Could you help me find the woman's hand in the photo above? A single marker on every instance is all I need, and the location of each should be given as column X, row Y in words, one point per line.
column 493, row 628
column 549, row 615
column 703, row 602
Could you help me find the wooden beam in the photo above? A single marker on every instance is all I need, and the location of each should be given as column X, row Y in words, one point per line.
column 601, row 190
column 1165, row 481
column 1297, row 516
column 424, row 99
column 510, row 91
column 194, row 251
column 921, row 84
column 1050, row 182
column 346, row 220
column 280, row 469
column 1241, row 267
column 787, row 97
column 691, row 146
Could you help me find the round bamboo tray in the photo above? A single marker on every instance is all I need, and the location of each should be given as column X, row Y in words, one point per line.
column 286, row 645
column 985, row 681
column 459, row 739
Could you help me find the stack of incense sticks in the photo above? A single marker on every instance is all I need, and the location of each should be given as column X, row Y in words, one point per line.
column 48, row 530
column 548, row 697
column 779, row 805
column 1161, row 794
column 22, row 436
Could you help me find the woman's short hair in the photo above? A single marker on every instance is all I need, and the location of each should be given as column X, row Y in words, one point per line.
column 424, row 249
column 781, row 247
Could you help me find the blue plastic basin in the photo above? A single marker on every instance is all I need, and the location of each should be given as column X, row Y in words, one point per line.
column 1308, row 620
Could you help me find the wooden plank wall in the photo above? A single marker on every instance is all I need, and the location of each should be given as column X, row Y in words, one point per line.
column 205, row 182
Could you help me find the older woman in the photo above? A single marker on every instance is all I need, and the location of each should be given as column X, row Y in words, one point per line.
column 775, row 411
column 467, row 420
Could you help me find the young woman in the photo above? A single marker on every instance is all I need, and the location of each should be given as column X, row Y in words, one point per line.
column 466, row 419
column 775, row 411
------------------------------------------------------------------------
== Work to be completed ==
Copy exactly the lines from the one with "Could you help me find the older" through the last line of the material, keeping both ends.

== Output of the exercise ==
Could you help me find the older woman in the photo above? A single marker on every instance is all I need, and the location of each should be given as column X, row Y in words, one point per line.
column 775, row 411
column 467, row 420
Could you help me find the young woman in the photo above? A single marker on every instance is all I need, and the location of each should be given as column X, row Y in words, one point per line.
column 466, row 419
column 775, row 411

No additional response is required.